**TASK REQUIREMENTS:**
Put the lines below, from the line containing "Target: woman's eyelash" through the line containing "x=487, y=219", into a JSON list of strings with one string per line, both lines included and blank lines omitted.

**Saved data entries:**
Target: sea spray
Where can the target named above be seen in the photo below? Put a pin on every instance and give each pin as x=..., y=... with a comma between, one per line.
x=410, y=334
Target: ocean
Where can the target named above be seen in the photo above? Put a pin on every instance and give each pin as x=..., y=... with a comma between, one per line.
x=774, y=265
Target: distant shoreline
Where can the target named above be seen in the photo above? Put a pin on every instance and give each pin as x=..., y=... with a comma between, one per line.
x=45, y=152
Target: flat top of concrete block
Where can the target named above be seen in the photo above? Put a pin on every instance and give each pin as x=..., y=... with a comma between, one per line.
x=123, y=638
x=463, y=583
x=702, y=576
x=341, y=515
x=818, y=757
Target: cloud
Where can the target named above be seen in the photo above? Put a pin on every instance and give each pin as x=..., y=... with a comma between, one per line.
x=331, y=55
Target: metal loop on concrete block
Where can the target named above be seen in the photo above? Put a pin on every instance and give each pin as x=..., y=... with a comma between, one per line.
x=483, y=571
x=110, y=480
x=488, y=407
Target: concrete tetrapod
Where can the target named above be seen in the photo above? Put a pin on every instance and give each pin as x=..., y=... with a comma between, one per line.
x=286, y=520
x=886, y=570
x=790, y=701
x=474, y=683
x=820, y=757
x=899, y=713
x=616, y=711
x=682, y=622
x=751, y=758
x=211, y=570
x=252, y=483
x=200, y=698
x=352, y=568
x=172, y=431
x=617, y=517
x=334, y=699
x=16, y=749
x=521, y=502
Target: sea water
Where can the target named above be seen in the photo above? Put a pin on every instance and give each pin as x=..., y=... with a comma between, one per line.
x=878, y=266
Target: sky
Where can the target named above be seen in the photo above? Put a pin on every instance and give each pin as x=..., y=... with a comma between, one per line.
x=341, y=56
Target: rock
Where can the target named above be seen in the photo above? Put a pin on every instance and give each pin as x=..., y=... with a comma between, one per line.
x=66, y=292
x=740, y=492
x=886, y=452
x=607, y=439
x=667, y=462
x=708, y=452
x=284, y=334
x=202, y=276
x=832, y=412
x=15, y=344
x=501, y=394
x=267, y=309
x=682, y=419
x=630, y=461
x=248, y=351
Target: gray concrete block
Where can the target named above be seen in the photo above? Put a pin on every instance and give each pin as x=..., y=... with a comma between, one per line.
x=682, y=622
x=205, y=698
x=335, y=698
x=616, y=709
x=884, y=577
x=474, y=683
...
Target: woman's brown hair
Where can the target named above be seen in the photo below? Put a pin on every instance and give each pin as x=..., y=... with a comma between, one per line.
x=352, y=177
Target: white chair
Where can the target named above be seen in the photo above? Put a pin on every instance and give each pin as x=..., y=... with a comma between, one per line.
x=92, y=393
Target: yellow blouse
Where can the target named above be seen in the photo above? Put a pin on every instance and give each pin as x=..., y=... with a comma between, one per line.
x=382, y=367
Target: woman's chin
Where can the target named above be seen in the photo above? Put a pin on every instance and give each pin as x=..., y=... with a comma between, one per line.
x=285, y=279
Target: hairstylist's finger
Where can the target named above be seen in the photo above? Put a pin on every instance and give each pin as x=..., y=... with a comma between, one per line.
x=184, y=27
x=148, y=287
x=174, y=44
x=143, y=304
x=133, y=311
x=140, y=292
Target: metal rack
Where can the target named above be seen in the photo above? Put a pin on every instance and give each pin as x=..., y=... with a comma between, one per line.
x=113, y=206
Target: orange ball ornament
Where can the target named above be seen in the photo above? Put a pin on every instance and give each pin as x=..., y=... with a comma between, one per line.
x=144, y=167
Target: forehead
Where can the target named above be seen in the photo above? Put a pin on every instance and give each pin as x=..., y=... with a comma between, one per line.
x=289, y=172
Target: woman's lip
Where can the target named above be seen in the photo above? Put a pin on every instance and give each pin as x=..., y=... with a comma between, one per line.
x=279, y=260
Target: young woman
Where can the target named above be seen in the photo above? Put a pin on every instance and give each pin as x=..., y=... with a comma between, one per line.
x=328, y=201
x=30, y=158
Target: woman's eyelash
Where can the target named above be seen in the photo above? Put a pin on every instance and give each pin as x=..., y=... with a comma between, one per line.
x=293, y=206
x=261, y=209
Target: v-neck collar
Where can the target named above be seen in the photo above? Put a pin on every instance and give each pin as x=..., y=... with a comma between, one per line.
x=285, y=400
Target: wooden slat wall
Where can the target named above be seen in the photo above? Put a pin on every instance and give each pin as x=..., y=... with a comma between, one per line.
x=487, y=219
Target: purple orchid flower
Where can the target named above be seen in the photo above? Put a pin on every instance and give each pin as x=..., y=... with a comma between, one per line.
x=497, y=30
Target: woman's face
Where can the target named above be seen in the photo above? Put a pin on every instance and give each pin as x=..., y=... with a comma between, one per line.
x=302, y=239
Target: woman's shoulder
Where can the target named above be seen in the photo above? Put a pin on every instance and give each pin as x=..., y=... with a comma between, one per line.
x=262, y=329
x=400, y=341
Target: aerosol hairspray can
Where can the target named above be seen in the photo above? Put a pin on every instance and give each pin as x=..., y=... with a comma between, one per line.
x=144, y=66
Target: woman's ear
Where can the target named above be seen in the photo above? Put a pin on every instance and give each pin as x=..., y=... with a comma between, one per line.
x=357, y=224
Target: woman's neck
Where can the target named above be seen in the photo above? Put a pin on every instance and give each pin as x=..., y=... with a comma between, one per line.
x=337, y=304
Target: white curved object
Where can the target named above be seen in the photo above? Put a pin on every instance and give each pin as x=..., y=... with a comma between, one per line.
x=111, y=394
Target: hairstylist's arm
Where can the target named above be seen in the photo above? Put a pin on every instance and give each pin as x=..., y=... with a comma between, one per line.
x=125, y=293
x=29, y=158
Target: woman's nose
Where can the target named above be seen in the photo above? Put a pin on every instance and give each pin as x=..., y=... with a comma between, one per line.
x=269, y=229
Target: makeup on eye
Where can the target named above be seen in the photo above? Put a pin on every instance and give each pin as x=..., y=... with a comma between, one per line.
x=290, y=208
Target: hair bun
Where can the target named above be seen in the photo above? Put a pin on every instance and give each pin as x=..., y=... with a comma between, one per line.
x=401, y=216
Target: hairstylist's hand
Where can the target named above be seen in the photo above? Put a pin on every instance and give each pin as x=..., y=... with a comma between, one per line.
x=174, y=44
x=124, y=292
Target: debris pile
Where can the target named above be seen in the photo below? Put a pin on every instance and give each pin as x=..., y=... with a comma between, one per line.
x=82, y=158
--
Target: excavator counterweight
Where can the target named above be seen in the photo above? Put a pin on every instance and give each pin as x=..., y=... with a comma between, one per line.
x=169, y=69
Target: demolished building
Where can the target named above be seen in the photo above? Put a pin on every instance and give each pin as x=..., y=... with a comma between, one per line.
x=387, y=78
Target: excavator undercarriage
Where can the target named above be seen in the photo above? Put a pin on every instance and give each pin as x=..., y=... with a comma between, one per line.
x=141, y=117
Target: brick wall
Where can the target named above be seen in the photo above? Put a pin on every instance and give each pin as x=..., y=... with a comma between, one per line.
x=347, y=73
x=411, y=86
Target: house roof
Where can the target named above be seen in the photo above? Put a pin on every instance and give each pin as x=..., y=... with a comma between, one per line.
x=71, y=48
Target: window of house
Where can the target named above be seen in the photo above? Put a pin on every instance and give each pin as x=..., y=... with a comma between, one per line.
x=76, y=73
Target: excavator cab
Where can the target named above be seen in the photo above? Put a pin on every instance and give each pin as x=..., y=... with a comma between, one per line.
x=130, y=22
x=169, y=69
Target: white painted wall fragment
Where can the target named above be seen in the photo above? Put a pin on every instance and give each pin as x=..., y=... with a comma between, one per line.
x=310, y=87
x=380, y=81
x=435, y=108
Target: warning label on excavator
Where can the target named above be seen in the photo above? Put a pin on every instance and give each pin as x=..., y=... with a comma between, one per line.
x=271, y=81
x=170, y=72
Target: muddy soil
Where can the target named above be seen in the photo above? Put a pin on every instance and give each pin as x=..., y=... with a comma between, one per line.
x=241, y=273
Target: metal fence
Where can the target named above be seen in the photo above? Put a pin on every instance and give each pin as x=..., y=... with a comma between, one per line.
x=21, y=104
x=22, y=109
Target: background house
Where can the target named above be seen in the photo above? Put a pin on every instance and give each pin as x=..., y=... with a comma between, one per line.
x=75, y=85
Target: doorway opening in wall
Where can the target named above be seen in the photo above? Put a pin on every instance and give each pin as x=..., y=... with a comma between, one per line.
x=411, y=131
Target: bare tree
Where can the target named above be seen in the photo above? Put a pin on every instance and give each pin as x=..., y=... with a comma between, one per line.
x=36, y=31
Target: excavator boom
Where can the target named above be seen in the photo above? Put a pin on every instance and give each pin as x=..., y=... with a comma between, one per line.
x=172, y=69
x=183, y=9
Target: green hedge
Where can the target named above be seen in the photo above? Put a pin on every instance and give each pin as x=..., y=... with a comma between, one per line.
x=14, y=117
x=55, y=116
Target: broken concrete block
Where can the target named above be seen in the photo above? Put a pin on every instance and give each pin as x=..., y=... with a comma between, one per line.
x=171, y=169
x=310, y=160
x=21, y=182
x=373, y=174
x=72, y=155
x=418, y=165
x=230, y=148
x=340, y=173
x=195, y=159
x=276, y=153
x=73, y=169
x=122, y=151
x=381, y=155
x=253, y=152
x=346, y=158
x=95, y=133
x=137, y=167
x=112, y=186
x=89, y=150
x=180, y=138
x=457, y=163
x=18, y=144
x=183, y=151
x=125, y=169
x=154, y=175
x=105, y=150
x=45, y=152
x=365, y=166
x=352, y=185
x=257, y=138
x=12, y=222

**SOLUTION TO THIS TASK:**
[
  "Target: woman's eyelash",
  "Where can the target named above be seen in the photo above? Put a pin on every instance and give each pin as x=..., y=... with a comma between, one per line.",
  "x=293, y=206",
  "x=261, y=209",
  "Target: v-neck collar",
  "Where can the target named above be seen in the photo above? Put a pin on every instance and give each pin as x=..., y=... with a comma between, one per line.",
  "x=285, y=400",
  "Target: wooden slat wall",
  "Where can the target named above be seen in the photo above? Put a pin on every instance and give each pin as x=..., y=... with a comma between, one per line.",
  "x=487, y=219"
]